— start of Given information —
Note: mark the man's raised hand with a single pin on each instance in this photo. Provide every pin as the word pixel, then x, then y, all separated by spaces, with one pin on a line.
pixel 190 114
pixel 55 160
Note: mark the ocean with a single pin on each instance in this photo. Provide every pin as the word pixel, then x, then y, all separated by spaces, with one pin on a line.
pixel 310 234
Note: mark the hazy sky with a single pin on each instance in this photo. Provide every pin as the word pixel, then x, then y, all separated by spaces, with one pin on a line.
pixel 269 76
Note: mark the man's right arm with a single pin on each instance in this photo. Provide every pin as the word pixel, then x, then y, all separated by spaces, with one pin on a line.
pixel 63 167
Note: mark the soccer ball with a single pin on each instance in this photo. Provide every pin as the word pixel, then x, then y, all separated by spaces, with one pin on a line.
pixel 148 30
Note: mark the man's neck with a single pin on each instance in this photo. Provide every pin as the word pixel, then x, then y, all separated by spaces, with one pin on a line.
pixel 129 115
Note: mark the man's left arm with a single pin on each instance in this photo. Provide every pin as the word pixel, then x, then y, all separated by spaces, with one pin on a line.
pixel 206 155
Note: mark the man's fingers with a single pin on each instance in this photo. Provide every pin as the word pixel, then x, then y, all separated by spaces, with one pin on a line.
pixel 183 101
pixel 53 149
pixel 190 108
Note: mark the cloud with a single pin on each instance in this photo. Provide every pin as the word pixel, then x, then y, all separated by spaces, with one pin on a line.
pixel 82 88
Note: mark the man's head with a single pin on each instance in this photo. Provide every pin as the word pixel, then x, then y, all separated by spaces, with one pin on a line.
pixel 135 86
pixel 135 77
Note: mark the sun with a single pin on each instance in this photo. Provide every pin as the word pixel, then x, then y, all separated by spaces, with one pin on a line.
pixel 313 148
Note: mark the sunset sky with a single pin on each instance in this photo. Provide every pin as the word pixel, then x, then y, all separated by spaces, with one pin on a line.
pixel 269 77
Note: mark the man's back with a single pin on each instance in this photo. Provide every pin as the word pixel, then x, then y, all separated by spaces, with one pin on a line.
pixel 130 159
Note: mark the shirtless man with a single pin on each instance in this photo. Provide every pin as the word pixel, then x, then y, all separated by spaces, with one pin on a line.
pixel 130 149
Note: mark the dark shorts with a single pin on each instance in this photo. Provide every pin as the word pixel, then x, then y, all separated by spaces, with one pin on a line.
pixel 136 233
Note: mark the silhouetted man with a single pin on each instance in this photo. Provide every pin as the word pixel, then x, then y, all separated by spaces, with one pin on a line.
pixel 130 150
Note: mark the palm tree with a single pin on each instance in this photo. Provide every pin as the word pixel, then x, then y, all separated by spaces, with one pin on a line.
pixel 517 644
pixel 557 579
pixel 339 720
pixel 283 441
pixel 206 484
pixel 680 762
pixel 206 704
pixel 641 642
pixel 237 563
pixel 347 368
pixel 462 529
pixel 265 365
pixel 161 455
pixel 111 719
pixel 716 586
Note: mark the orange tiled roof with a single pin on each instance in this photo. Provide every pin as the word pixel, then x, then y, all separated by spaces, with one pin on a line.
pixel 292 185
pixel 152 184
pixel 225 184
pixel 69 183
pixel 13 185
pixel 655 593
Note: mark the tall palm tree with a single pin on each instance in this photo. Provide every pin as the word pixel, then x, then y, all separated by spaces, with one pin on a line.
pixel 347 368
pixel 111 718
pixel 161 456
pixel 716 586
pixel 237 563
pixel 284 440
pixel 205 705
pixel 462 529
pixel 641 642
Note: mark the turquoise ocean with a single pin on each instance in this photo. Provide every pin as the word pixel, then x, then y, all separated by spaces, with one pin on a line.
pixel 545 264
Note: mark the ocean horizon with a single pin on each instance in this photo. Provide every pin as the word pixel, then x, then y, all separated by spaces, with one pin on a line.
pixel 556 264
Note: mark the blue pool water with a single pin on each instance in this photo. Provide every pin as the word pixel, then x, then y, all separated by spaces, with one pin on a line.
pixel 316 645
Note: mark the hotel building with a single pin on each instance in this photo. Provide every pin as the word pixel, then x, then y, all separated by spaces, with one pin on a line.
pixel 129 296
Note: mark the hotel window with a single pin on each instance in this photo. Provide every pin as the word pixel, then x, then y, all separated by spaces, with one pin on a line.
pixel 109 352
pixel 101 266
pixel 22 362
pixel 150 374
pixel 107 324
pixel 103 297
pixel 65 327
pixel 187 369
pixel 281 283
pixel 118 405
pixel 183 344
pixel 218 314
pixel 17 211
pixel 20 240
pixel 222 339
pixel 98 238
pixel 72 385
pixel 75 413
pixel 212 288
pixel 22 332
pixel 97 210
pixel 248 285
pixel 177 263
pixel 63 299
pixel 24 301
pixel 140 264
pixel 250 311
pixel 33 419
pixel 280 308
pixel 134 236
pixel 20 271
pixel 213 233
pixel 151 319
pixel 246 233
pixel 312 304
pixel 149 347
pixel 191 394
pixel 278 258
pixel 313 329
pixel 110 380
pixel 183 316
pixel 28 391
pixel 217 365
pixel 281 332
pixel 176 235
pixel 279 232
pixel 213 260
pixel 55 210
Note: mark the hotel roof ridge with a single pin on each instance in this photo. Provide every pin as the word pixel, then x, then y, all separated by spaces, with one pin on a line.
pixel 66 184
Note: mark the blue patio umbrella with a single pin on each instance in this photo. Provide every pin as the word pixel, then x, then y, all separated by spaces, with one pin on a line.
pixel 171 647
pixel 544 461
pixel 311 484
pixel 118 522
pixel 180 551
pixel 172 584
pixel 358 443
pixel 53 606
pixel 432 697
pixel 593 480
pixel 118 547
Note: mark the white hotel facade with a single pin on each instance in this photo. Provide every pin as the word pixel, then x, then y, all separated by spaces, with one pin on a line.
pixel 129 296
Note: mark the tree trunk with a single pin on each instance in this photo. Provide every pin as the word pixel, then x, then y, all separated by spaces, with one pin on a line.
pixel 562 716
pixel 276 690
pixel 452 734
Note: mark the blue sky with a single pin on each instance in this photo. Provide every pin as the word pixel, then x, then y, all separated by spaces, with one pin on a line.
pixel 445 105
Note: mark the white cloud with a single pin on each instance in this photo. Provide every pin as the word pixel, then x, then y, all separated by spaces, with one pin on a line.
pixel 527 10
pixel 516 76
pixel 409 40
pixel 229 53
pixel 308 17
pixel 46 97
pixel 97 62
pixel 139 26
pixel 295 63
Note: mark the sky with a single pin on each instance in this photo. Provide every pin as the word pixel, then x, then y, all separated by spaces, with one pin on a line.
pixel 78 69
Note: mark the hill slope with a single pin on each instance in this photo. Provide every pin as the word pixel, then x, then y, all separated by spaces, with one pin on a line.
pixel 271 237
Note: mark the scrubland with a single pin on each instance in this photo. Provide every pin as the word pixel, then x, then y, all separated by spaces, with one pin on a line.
— end of Given information —
» Goal of the exercise:
Convert the lines of the listing above, starting at the line that contains "Note: mark the sky" and ending at the end of the listing, into a Markdown table with the columns "No." and "Line", leaving out blank lines.

» Correct result:
| No. | Line |
|---|---|
| 1 | Note: mark the sky with a single pin on each instance in this photo. Provide every pin as the word pixel, then x, then y, all separated by spaces, with one pin on a line. |
| 2 | pixel 78 69 |
| 3 | Note: mark the hill slope with a single pin on each instance in this photo. Provide every pin as the word pixel, then x, then y, all separated by spaces, with one pin on a line. |
| 4 | pixel 271 237 |
| 5 | Note: mark the scrubland with a single pin on each instance in this photo. Provide every pin as the word pixel, then x, then y, all separated by spaces, with one pin on a line. |